### What the exercise asks
Show the lines below that contain the string "grille".

Records contained in a dataset:
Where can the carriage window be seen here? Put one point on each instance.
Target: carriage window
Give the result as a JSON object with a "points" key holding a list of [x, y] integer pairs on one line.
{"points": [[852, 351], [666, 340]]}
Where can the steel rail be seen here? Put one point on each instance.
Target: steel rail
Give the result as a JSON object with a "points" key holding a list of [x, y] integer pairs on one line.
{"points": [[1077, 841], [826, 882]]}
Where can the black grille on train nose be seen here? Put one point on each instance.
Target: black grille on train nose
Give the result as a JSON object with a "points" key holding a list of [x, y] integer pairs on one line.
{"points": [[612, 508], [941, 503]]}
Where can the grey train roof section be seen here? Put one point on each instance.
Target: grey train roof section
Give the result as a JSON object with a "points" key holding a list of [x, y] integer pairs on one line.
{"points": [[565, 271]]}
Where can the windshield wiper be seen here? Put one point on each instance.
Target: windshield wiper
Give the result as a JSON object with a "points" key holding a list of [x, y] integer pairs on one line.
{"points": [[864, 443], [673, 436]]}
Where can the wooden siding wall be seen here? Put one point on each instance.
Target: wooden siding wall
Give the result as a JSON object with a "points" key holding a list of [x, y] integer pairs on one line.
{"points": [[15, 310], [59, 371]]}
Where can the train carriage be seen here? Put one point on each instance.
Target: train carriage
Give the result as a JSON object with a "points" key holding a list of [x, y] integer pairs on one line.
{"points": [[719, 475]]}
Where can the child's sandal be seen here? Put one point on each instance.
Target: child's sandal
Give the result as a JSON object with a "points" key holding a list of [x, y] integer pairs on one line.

### Result
Where can the black grille on train nose be seen here? Put one point on each instance.
Target: black grille on train nose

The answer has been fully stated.